WRITTEN INSTRUCTION: Word for word, repeat the entries, minus the pictures.

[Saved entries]

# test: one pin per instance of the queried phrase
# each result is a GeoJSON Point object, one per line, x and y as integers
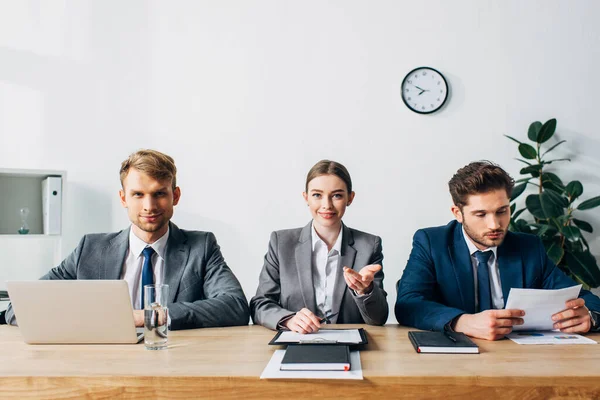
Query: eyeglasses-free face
{"type": "Point", "coordinates": [327, 199]}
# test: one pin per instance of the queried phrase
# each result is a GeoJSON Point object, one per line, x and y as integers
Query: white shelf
{"type": "Point", "coordinates": [23, 188]}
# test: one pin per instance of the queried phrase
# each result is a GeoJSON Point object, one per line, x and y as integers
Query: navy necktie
{"type": "Point", "coordinates": [484, 294]}
{"type": "Point", "coordinates": [147, 271]}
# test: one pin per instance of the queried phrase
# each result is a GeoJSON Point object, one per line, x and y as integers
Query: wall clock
{"type": "Point", "coordinates": [424, 90]}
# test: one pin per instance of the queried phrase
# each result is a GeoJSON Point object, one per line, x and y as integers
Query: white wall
{"type": "Point", "coordinates": [247, 95]}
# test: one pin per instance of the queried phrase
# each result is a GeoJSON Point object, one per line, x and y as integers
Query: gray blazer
{"type": "Point", "coordinates": [286, 283]}
{"type": "Point", "coordinates": [203, 292]}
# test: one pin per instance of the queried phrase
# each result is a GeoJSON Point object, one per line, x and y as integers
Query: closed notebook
{"type": "Point", "coordinates": [316, 357]}
{"type": "Point", "coordinates": [438, 342]}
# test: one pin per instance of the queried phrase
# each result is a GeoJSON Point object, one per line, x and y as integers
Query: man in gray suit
{"type": "Point", "coordinates": [203, 292]}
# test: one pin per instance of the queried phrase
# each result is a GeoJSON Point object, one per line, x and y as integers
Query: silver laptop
{"type": "Point", "coordinates": [74, 311]}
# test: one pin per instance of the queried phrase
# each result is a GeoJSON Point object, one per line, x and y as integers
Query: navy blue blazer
{"type": "Point", "coordinates": [438, 285]}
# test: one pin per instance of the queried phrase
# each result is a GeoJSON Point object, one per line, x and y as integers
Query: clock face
{"type": "Point", "coordinates": [424, 90]}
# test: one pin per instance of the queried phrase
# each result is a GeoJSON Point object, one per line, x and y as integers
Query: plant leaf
{"type": "Point", "coordinates": [584, 226]}
{"type": "Point", "coordinates": [557, 159]}
{"type": "Point", "coordinates": [553, 182]}
{"type": "Point", "coordinates": [534, 170]}
{"type": "Point", "coordinates": [574, 189]}
{"type": "Point", "coordinates": [553, 147]}
{"type": "Point", "coordinates": [554, 178]}
{"type": "Point", "coordinates": [572, 233]}
{"type": "Point", "coordinates": [527, 151]}
{"type": "Point", "coordinates": [589, 203]}
{"type": "Point", "coordinates": [518, 190]}
{"type": "Point", "coordinates": [523, 161]}
{"type": "Point", "coordinates": [547, 130]}
{"type": "Point", "coordinates": [550, 205]}
{"type": "Point", "coordinates": [556, 198]}
{"type": "Point", "coordinates": [534, 206]}
{"type": "Point", "coordinates": [513, 139]}
{"type": "Point", "coordinates": [534, 130]}
{"type": "Point", "coordinates": [523, 226]}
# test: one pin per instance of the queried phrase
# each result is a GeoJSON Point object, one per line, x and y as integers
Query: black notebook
{"type": "Point", "coordinates": [316, 357]}
{"type": "Point", "coordinates": [440, 342]}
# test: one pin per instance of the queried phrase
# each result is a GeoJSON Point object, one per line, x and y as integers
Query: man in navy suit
{"type": "Point", "coordinates": [458, 276]}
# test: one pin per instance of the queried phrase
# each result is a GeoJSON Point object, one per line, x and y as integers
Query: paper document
{"type": "Point", "coordinates": [272, 370]}
{"type": "Point", "coordinates": [539, 306]}
{"type": "Point", "coordinates": [548, 337]}
{"type": "Point", "coordinates": [324, 336]}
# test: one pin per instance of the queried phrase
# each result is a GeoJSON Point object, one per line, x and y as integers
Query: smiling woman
{"type": "Point", "coordinates": [324, 270]}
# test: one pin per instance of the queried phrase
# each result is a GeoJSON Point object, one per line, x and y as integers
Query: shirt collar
{"type": "Point", "coordinates": [136, 245]}
{"type": "Point", "coordinates": [473, 248]}
{"type": "Point", "coordinates": [316, 239]}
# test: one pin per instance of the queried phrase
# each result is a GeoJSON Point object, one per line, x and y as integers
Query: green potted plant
{"type": "Point", "coordinates": [556, 208]}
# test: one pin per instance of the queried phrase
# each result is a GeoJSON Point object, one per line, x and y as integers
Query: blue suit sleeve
{"type": "Point", "coordinates": [418, 302]}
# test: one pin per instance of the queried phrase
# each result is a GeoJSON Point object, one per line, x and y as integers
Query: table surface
{"type": "Point", "coordinates": [222, 358]}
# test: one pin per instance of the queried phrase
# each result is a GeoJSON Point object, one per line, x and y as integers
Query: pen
{"type": "Point", "coordinates": [449, 335]}
{"type": "Point", "coordinates": [327, 317]}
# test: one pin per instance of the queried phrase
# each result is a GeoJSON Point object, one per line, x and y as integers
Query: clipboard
{"type": "Point", "coordinates": [319, 340]}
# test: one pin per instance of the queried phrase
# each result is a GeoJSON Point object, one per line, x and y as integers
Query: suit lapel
{"type": "Point", "coordinates": [463, 269]}
{"type": "Point", "coordinates": [510, 266]}
{"type": "Point", "coordinates": [304, 267]}
{"type": "Point", "coordinates": [113, 256]}
{"type": "Point", "coordinates": [175, 260]}
{"type": "Point", "coordinates": [346, 260]}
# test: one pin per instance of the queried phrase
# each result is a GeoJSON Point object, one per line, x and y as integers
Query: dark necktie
{"type": "Point", "coordinates": [484, 294]}
{"type": "Point", "coordinates": [147, 271]}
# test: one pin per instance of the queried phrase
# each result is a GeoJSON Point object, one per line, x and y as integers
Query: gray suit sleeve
{"type": "Point", "coordinates": [373, 307]}
{"type": "Point", "coordinates": [265, 306]}
{"type": "Point", "coordinates": [224, 302]}
{"type": "Point", "coordinates": [66, 270]}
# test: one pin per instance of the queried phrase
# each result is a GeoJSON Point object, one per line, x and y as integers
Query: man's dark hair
{"type": "Point", "coordinates": [478, 177]}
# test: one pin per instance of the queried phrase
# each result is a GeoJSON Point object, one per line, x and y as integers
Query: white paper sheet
{"type": "Point", "coordinates": [324, 335]}
{"type": "Point", "coordinates": [548, 337]}
{"type": "Point", "coordinates": [272, 370]}
{"type": "Point", "coordinates": [539, 306]}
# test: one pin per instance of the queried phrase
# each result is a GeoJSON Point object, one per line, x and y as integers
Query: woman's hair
{"type": "Point", "coordinates": [153, 163]}
{"type": "Point", "coordinates": [327, 167]}
{"type": "Point", "coordinates": [478, 177]}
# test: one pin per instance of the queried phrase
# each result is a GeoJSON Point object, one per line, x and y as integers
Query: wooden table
{"type": "Point", "coordinates": [227, 362]}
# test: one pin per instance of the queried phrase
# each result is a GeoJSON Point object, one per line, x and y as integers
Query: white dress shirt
{"type": "Point", "coordinates": [324, 270]}
{"type": "Point", "coordinates": [134, 262]}
{"type": "Point", "coordinates": [494, 272]}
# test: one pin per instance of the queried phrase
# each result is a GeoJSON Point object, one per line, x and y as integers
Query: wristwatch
{"type": "Point", "coordinates": [593, 320]}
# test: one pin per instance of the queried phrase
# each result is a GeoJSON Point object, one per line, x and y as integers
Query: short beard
{"type": "Point", "coordinates": [151, 228]}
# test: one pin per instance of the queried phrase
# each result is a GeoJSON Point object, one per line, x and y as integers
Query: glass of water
{"type": "Point", "coordinates": [156, 316]}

EXERCISE RESPONSE:
# test: one pin per instance of the queried phrase
# each result is a GeoJSON Point object, one per line, x and y as integers
Query: eyeglasses-free face
{"type": "Point", "coordinates": [327, 199]}
# test: one pin per instance of the queried phrase
# each result is a GeoJSON Point object, one per line, x and y as integers
Query: white shelf
{"type": "Point", "coordinates": [23, 188]}
# test: one pin per instance of the queried phrase
# each result is a GeoJSON Point object, one per line, x and y as integers
Query: navy necktie
{"type": "Point", "coordinates": [484, 294]}
{"type": "Point", "coordinates": [147, 271]}
# test: one pin per instance of the queried phrase
# each result is a GeoJSON Point object, one per line, x and y as integers
Query: wall clock
{"type": "Point", "coordinates": [424, 90]}
# test: one pin per instance of the queried phrase
# each result is a GeoJSON Point object, one per line, x and y as integers
Query: white wall
{"type": "Point", "coordinates": [247, 95]}
# test: one pin per instance of the queried phrase
# each result is a GeoJSON Point object, one per line, x and y as integers
Query: gray blazer
{"type": "Point", "coordinates": [286, 283]}
{"type": "Point", "coordinates": [203, 292]}
# test: one pin per instance of the queried phrase
# each result is a GeoJSON Point object, one per line, x and y as integers
Query: closed notebook
{"type": "Point", "coordinates": [316, 357]}
{"type": "Point", "coordinates": [438, 342]}
# test: one pin per instance of the queried phrase
# each result is a GeoJSON Point object, one per line, x and y as integers
Query: man in gray suit
{"type": "Point", "coordinates": [203, 292]}
# test: one pin per instance of the queried phrase
# each result is a GeoJSON Point object, one per line, x and y as integers
Query: silver laptop
{"type": "Point", "coordinates": [74, 311]}
# test: one pin per instance of the queried phrase
# each result is a GeoJSON Point object, one per line, x and y as integers
Query: navy blue blazer
{"type": "Point", "coordinates": [438, 285]}
# test: one pin per instance of the queried phrase
# each result is a GeoJSON Point object, one per line, x and y as integers
Query: clock face
{"type": "Point", "coordinates": [424, 90]}
# test: one pin per instance of the queried phrase
# each result is a GeoJSON Point object, one per line, x and y as integers
Query: plant leaf
{"type": "Point", "coordinates": [584, 226]}
{"type": "Point", "coordinates": [557, 159]}
{"type": "Point", "coordinates": [553, 182]}
{"type": "Point", "coordinates": [534, 170]}
{"type": "Point", "coordinates": [574, 189]}
{"type": "Point", "coordinates": [553, 147]}
{"type": "Point", "coordinates": [554, 178]}
{"type": "Point", "coordinates": [572, 233]}
{"type": "Point", "coordinates": [527, 151]}
{"type": "Point", "coordinates": [589, 203]}
{"type": "Point", "coordinates": [518, 190]}
{"type": "Point", "coordinates": [523, 161]}
{"type": "Point", "coordinates": [547, 130]}
{"type": "Point", "coordinates": [550, 205]}
{"type": "Point", "coordinates": [556, 198]}
{"type": "Point", "coordinates": [534, 206]}
{"type": "Point", "coordinates": [513, 139]}
{"type": "Point", "coordinates": [534, 130]}
{"type": "Point", "coordinates": [523, 226]}
# test: one pin per instance of the queried phrase
# each result is a GeoJSON Point object, one per line, x and y as integers
Query: black notebook
{"type": "Point", "coordinates": [316, 357]}
{"type": "Point", "coordinates": [440, 342]}
# test: one pin per instance of the queried phrase
# each result is a GeoJSON Point object, one per line, x and y as integers
Query: man in navy suit
{"type": "Point", "coordinates": [458, 276]}
# test: one pin per instance of the queried phrase
# each result is a GeoJSON Point object, one per line, x and y as integers
Query: paper document
{"type": "Point", "coordinates": [272, 370]}
{"type": "Point", "coordinates": [539, 306]}
{"type": "Point", "coordinates": [548, 337]}
{"type": "Point", "coordinates": [324, 336]}
# test: one pin per instance of the queried phrase
# each result is a GeoJSON Point object, one per line, x and y as integers
Query: smiling woman
{"type": "Point", "coordinates": [324, 270]}
# test: one pin per instance of the queried phrase
# each result is a GeoJSON Point object, one per line, x and y as integers
Query: shirt collar
{"type": "Point", "coordinates": [136, 245]}
{"type": "Point", "coordinates": [473, 248]}
{"type": "Point", "coordinates": [316, 239]}
# test: one pin per instance of the queried phrase
# each result is a GeoJSON Point object, one per line, x and y as integers
Query: green potted plant
{"type": "Point", "coordinates": [556, 208]}
# test: one pin per instance of the queried phrase
# each result is a GeoJSON Point object, one per line, x and y as integers
Query: blue suit sleeve
{"type": "Point", "coordinates": [418, 302]}
# test: one pin per instance of the queried phrase
# each result is a GeoJSON Point object, one per line, x and y as integers
Query: table surface
{"type": "Point", "coordinates": [222, 358]}
# test: one pin per instance of the queried phrase
# each result is a GeoJSON Point object, one per line, x and y as integers
Query: pen
{"type": "Point", "coordinates": [449, 335]}
{"type": "Point", "coordinates": [327, 317]}
# test: one pin per instance of the queried phrase
# each result is a GeoJSON Point object, one per line, x and y as integers
Query: clipboard
{"type": "Point", "coordinates": [319, 340]}
# test: one pin per instance of the queried phrase
# each result is a GeoJSON Point object, one per line, x and y as integers
Query: suit lapel
{"type": "Point", "coordinates": [463, 269]}
{"type": "Point", "coordinates": [510, 266]}
{"type": "Point", "coordinates": [304, 267]}
{"type": "Point", "coordinates": [113, 256]}
{"type": "Point", "coordinates": [175, 260]}
{"type": "Point", "coordinates": [346, 260]}
# test: one pin per instance of the queried phrase
# each result is a GeoJSON Point object, one per line, x and y as integers
Query: dark necktie
{"type": "Point", "coordinates": [484, 294]}
{"type": "Point", "coordinates": [147, 271]}
# test: one pin per instance of the queried phrase
# each result is a GeoJSON Point object, one per line, x and y as integers
Query: gray suit sleeve
{"type": "Point", "coordinates": [373, 307]}
{"type": "Point", "coordinates": [265, 306]}
{"type": "Point", "coordinates": [224, 302]}
{"type": "Point", "coordinates": [66, 270]}
# test: one pin per instance of the queried phrase
# each result is a GeoJSON Point object, one per line, x and y as integers
Query: man's dark hair
{"type": "Point", "coordinates": [478, 177]}
# test: one pin per instance of the queried phrase
# each result is a GeoJSON Point object, one per line, x and y as integers
Query: white paper sheet
{"type": "Point", "coordinates": [324, 335]}
{"type": "Point", "coordinates": [548, 337]}
{"type": "Point", "coordinates": [272, 370]}
{"type": "Point", "coordinates": [539, 306]}
# test: one pin per instance of the queried phrase
# each result is a GeoJSON Point object, one per line, x and y as integers
Query: woman's hair
{"type": "Point", "coordinates": [153, 163]}
{"type": "Point", "coordinates": [327, 167]}
{"type": "Point", "coordinates": [478, 177]}
# test: one pin per instance of the queried phrase
# each result is a GeoJSON Point object, one per line, x and y as integers
Query: wooden table
{"type": "Point", "coordinates": [227, 362]}
# test: one pin per instance of the queried phrase
# each result is a GeoJSON Point object, one per line, x and y as integers
Query: white dress shirt
{"type": "Point", "coordinates": [324, 270]}
{"type": "Point", "coordinates": [134, 262]}
{"type": "Point", "coordinates": [494, 272]}
# test: one pin per instance of the queried phrase
# each result is a GeoJSON Point object, one per line, x and y as integers
Query: wristwatch
{"type": "Point", "coordinates": [593, 320]}
# test: one pin per instance of the queried phrase
# each result is a GeoJSON Point object, one per line, x and y as integers
Query: short beard
{"type": "Point", "coordinates": [151, 228]}
# test: one pin per instance of the queried phrase
# each result is a GeoJSON Point object, one per line, x and y as integers
Query: glass of water
{"type": "Point", "coordinates": [156, 316]}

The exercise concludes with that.